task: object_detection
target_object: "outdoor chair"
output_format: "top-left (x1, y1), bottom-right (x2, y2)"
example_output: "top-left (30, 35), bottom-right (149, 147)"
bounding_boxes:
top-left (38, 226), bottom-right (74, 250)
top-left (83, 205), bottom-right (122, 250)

:: Task directions ::
Reproduce the rows, changing "outdoor chair" to "garden chair" and leaving everything else the same.

:: Problem solution ::
task: object_detection
target_object: "garden chair"
output_format: "top-left (x1, y1), bottom-right (x2, y2)"
example_output: "top-left (30, 35), bottom-right (149, 147)"
bounding_boxes:
top-left (38, 226), bottom-right (74, 250)
top-left (83, 205), bottom-right (122, 250)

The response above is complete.